#### [WHAT TO WORK ON]
Put the lines below into a Markdown table with the columns Row and Line, numbering each line in order and leaving out any blank lines.

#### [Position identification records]

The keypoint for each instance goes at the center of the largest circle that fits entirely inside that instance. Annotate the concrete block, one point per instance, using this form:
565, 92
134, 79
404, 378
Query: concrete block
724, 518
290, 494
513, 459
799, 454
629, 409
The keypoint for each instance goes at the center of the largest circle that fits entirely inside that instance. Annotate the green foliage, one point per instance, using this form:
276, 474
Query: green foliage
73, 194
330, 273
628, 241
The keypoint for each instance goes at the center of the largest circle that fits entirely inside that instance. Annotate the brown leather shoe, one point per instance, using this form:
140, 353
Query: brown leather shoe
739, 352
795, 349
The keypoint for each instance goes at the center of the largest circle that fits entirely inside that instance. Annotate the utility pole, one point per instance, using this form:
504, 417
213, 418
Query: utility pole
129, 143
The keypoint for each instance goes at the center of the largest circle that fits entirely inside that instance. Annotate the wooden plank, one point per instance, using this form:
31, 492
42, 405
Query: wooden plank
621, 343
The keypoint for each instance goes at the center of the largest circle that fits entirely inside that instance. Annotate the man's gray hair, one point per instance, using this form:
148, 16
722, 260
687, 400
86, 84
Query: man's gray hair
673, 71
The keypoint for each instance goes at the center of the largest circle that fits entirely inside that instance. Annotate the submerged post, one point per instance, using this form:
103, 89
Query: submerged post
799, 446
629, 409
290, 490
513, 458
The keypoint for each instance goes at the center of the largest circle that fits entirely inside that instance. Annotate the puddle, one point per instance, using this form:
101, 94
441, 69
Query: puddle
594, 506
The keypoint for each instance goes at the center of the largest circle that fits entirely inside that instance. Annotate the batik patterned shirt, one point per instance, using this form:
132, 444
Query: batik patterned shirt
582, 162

#### [SOLVED PROBLEM]
| Row | Line |
|---|---|
| 1 | The keypoint for each instance goes at the center of the largest circle that fits entirely inside that instance. Annotate the concrete block, one point per instance, using this form: |
| 2 | 565, 92 |
| 3 | 134, 79 |
| 4 | 404, 378 |
| 5 | Query: concrete block |
| 6 | 724, 518 |
| 7 | 290, 494 |
| 8 | 513, 459 |
| 9 | 799, 454 |
| 10 | 629, 409 |
| 11 | The keypoint for each instance goes at the center of the largest circle that fits entirely inside that instance. Annotate the green foliage, one point per instance, using this form: |
| 12 | 276, 474 |
| 13 | Query: green foliage |
| 14 | 73, 194 |
| 15 | 330, 273 |
| 16 | 628, 241 |
| 17 | The keypoint for each instance goes at the center of the largest circle that fits entirely inside that instance. Annotate the brown leather shoe, one point per instance, using this form: |
| 18 | 140, 353 |
| 19 | Query: brown leather shoe |
| 20 | 739, 352 |
| 21 | 795, 349 |
| 22 | The keypoint for each instance goes at the center of the largest circle that fits entirely inside that instance. Annotate the utility pole, one point per instance, using this form: |
| 23 | 504, 417 |
| 24 | 213, 418 |
| 25 | Query: utility pole |
| 26 | 129, 143 |
| 27 | The keypoint for each instance goes at the center of the largest circle that fits entirely inside that instance. Annotate the wooden plank, one point per instance, using this form: |
| 28 | 31, 492 |
| 29 | 42, 405 |
| 30 | Query: wooden plank |
| 31 | 621, 343 |
| 32 | The keypoint for each instance goes at the center of the largest circle that fits entirely inside that instance. Annotate the man's gray hair, one point per instance, using this form: |
| 33 | 148, 16 |
| 34 | 722, 260 |
| 35 | 687, 400 |
| 36 | 86, 84 |
| 37 | Query: man's gray hair |
| 38 | 673, 71 |
| 39 | The keypoint for each instance goes at the center of the largest circle that fits entirely inside that instance. Annotate the submerged post, one point per instance, using this form: |
| 40 | 103, 89 |
| 41 | Query: submerged post |
| 42 | 799, 446 |
| 43 | 629, 409 |
| 44 | 290, 490 |
| 45 | 513, 458 |
| 46 | The keypoint for each instance goes at the center of the largest circle that fits entirely inside that instance. Annotate the puddle, one point per instance, using this form: |
| 47 | 101, 94 |
| 48 | 441, 69 |
| 49 | Query: puddle |
| 50 | 594, 506 |
| 51 | The keypoint for each instance goes at the center of the largest circle that fits entirely inside that instance. Annotate the batik patterned shirt, one point per instance, using this form: |
| 52 | 132, 444 |
| 53 | Query: batik patterned shirt |
| 54 | 582, 162 |